> _The request_: Please copy all of the material below word for word, leaving out the pictures.

> _Entries provided_:
Begin

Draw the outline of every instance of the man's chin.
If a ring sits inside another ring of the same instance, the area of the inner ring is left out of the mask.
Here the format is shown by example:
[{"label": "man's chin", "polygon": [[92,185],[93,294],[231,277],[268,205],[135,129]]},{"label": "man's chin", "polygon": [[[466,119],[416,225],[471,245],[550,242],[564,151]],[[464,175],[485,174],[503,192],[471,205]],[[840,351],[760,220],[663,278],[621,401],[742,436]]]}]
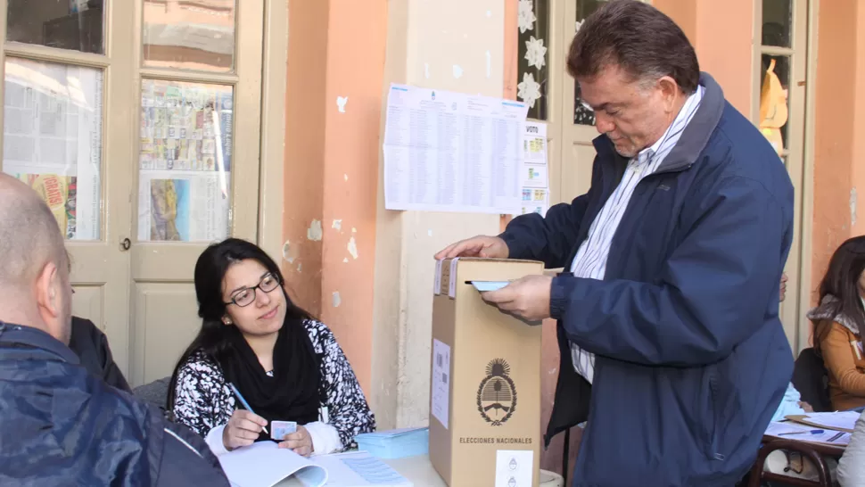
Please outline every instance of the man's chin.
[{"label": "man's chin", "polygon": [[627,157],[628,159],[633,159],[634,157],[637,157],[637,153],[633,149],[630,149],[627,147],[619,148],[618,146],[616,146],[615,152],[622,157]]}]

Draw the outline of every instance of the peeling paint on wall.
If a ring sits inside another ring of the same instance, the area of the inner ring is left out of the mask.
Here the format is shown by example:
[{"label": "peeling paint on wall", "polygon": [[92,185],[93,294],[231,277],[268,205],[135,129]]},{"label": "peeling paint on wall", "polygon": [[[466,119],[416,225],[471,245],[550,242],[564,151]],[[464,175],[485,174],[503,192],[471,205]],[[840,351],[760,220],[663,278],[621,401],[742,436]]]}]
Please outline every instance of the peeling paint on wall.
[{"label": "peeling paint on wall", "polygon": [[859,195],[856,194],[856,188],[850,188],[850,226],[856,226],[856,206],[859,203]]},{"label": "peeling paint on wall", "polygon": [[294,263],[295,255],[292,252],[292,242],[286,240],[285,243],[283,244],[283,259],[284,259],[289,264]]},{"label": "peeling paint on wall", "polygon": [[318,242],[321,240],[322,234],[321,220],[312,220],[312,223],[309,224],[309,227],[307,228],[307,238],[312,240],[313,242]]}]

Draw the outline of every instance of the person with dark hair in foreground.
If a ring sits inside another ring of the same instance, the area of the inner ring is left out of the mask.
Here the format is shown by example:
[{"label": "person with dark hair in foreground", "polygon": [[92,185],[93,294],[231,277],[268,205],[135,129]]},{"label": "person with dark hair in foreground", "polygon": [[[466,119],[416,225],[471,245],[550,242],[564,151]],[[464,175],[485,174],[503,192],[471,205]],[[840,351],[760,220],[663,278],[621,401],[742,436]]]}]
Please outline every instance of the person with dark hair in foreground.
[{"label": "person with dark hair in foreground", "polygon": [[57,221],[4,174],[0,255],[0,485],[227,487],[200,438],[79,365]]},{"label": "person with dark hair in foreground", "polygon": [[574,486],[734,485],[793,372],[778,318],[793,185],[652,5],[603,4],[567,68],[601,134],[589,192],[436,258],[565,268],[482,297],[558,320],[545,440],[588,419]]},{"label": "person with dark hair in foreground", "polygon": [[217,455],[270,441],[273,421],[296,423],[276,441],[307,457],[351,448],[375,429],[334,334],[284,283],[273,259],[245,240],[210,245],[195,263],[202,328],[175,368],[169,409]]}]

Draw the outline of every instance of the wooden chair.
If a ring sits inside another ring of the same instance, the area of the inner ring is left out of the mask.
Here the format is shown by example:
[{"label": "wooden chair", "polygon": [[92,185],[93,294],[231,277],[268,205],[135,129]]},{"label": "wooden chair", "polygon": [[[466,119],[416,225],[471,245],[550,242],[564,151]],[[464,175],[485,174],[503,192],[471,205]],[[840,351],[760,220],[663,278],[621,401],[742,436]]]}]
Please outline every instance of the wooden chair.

End

> _Solved problem_:
Draw the outline of every instance of the man's chin.
If a ring sits inside another ring of the same instance, the area of the inner ring is left out of the mask.
Here the format is shown by example:
[{"label": "man's chin", "polygon": [[92,185],[93,294],[231,277],[268,205],[135,129]]},{"label": "man's chin", "polygon": [[[466,119],[416,225],[471,245],[550,242],[564,151]],[[464,175],[485,174],[503,192],[471,205]],[[840,351],[760,220],[663,278],[621,401],[742,436]]]}]
Please outline every instance of the man's chin.
[{"label": "man's chin", "polygon": [[627,157],[628,159],[633,159],[634,157],[637,157],[637,153],[633,149],[630,149],[627,147],[619,148],[618,146],[616,146],[615,152],[622,157]]}]

Draw the outline of every instance of the peeling paint on wall.
If a ring sits inside another ring of the same instance, the area of the inner ring is left out of the mask.
Here the format is shown by example:
[{"label": "peeling paint on wall", "polygon": [[92,185],[93,294],[231,277],[268,205],[135,129]]},{"label": "peeling paint on wall", "polygon": [[[466,119],[416,225],[471,245],[550,242],[564,151]],[[464,175],[485,174],[503,192],[471,205]],[[840,351],[760,220],[663,278],[621,401],[742,436]]]}]
Please outline every instance of the peeling paint on wall.
[{"label": "peeling paint on wall", "polygon": [[859,195],[856,194],[856,188],[850,188],[850,226],[856,226],[856,206],[859,203]]},{"label": "peeling paint on wall", "polygon": [[294,263],[295,255],[292,252],[292,242],[286,240],[285,243],[283,244],[283,259],[284,259],[289,264]]},{"label": "peeling paint on wall", "polygon": [[318,242],[321,240],[322,234],[321,220],[312,220],[312,223],[309,224],[309,227],[307,228],[307,238],[312,240],[313,242]]}]

Draw the outline of every instance of the person with dark hair in foreground.
If a ring sits inside another ring of the same instance, the area of the inner ring is left out of the mask.
Here the format is shown by example:
[{"label": "person with dark hair in foreground", "polygon": [[92,185],[93,294],[231,277],[268,205],[135,129]]},{"label": "person with dark hair in foreground", "polygon": [[[466,119],[416,225],[471,245],[550,242],[564,151]],[[464,175],[485,174],[503,192],[471,205]],[[840,351],[760,220],[663,278],[621,401],[742,436]]]}]
Please outline every instance of the person with dark hair in foreground.
[{"label": "person with dark hair in foreground", "polygon": [[57,221],[4,174],[0,255],[0,485],[227,487],[200,438],[79,365]]},{"label": "person with dark hair in foreground", "polygon": [[574,486],[734,485],[793,372],[778,318],[793,185],[652,5],[603,4],[567,68],[601,134],[589,192],[436,258],[565,268],[482,297],[558,320],[545,440],[588,419]]},{"label": "person with dark hair in foreground", "polygon": [[217,455],[270,441],[273,421],[296,423],[276,441],[307,457],[351,448],[375,429],[334,334],[284,283],[273,259],[245,240],[210,245],[195,263],[202,328],[175,368],[169,409]]}]

Draw the outline of every instance of the wooden chair.
If a ring sits inside another ring of the same instance, the area of the inner ring is left out of the mask.
Here the format is shown by example:
[{"label": "wooden chair", "polygon": [[92,185],[93,294],[231,277],[268,205],[135,129]]},{"label": "wooden chair", "polygon": [[[466,119],[416,225],[471,245],[550,242],[564,151]],[[464,175],[485,174],[503,192],[471,205]],[[840,351],[760,220],[663,278],[621,401],[742,436]]]}]
Please outline every instance of the wooden chair.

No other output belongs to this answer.